_What you will do:_
1. According to the article on Bernie Sanders at the Minnesota State Fair, on what date is Minnesota's Super Tuesday primary?
2. Transcribe the part of the article on Bernie Sanders at the Minnesota State Fair from "Sanders’ progressive populist" up to and including "in the state.".

Sen. Bernie Sanders brought his second bid for president to the Minnesota State Fair on Saturday as his campaign attempts to again win over voters in a state Sanders is considering one of the nation’s key battlegrounds in 2020.

A thick crush of supporters followed Sanders, I-Vt., between radio and television interviews at local media booths, chanting his name and cheering as the senator at one point ducked into an arcade to shoot hoops.

Sanders’ progressive populist platform attracted uproarious applause at several stops across the fairgrounds. But in an interview earlier with the Star Tribune, he said “we’re taking nothing for granted” ahead of the state’s March 3 Super Tuesday primary, which is likely to include a vastly expanded field of candidates since his commanding 2016 win in the state.

“Different race, different year, different world,” Sanders said.

Included in the newly expanded field is Minnesota Sen. Amy Klobuchar, who has been mired in the single digits in most polls but remains popular in her home state. Sanders called Klobuchar, who entered the Senate with Sanders in 2006, a “personal friend” and described their platforms as “issue-oriented campaigns” that will resonate with working families.

Sanders’ visit came days after Massachusetts Sen. Elizabeth Warren stopped in the Twin Cities last week, making them the first top-tier candidates to visit a state that President Donald Trump has repeatedly vowed to win next year.

In an interview, and later speaking before a crowd of several hundred people at Minnesota Public Radio’s booth, Sanders lit into the president on Saturday, calling him “the most dangerous president in the history of this country” and “a pathological liar, a racist, a sexist, a homophobe and a xenophobe.”

“But in addition to defeating Trump, we’ve got to do more than that and we have to create an economy and a government that works for all of us and not just the 1%,” Sanders said in an interview.

Sanders’ campaign said that the senator is leading fundraising in 32 Minnesota counties and in the Twin Cities, and that thousands of active volunteers have held about 200 events in the state this year. Sanders’ Saturday schedule included a private dinner with Minnesota Attorney General Keith Ellison, who this year again publicly endorsed Sanders’ campaign, and a “grassroots fundraiser” in Minneapolis.

_Data section:_

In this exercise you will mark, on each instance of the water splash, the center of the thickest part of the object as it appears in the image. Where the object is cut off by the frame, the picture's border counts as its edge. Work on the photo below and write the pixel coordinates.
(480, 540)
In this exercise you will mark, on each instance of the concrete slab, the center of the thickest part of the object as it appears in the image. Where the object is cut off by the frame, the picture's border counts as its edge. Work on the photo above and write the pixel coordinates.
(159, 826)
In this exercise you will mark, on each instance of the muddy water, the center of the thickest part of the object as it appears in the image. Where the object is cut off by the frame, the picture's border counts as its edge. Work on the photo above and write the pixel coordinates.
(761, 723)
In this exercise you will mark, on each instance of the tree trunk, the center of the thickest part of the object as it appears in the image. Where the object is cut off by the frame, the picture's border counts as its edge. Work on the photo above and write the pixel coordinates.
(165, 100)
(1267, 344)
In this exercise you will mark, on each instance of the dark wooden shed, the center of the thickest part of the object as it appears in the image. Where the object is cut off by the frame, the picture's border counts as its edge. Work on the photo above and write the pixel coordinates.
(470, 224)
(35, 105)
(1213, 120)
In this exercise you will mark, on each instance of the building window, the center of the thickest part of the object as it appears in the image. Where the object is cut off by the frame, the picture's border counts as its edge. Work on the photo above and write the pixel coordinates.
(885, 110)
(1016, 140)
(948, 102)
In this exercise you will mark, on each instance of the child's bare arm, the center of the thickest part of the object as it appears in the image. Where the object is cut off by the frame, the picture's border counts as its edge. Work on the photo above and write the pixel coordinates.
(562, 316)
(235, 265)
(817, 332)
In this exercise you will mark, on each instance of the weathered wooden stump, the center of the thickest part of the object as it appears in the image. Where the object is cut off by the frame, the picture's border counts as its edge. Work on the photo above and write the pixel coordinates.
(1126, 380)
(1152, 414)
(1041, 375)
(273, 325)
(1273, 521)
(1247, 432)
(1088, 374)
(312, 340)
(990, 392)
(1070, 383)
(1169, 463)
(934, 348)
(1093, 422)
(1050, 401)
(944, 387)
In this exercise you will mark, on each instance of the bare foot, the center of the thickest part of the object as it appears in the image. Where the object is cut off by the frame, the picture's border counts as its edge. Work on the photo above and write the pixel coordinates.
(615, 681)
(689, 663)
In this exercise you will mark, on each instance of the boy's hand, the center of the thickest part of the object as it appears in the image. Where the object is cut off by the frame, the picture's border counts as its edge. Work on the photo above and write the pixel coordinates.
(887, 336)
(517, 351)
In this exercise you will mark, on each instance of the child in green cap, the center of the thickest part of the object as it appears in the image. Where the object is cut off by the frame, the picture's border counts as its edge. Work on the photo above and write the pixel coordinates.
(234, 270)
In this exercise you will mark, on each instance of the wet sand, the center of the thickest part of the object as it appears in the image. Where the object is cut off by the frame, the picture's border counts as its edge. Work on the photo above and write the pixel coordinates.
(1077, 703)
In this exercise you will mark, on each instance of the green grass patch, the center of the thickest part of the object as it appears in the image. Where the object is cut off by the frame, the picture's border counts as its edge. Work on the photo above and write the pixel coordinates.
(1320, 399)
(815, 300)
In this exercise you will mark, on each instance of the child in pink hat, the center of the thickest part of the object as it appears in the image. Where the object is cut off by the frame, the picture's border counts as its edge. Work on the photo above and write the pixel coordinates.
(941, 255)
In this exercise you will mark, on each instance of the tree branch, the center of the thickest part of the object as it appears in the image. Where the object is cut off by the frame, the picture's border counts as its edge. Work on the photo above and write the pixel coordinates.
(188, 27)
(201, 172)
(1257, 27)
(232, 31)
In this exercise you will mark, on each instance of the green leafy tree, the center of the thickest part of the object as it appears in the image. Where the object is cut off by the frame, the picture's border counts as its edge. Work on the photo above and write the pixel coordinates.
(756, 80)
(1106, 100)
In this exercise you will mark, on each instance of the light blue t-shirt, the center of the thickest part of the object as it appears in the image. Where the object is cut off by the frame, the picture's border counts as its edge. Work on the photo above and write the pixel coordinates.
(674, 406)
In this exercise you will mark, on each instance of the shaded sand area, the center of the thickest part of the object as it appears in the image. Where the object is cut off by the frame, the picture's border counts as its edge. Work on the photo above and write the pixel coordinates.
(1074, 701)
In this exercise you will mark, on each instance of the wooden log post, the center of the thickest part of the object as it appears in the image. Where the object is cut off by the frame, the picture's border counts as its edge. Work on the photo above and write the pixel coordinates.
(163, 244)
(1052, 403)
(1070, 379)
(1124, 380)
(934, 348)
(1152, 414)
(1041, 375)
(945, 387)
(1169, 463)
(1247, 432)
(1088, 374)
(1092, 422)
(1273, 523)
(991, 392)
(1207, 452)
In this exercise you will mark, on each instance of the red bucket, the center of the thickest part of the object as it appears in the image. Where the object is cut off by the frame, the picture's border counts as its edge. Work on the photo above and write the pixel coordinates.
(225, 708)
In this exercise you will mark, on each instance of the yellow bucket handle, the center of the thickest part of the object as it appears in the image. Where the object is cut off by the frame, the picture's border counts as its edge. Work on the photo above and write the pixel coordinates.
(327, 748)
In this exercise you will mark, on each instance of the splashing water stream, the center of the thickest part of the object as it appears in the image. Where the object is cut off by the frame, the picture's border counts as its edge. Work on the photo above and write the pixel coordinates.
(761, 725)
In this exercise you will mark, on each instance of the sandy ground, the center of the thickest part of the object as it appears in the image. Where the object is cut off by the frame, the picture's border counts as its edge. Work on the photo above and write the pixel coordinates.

_Answers by task:_
1. March 3

2.
Sanders’ progressive populist platform attracted uproarious applause at several stops across the fairgrounds. But in an interview earlier with the Star Tribune, he said “we’re taking nothing for granted” ahead of the state’s March 3 Super Tuesday primary, which is likely to include a vastly expanded field of candidates since his commanding 2016 win in the state.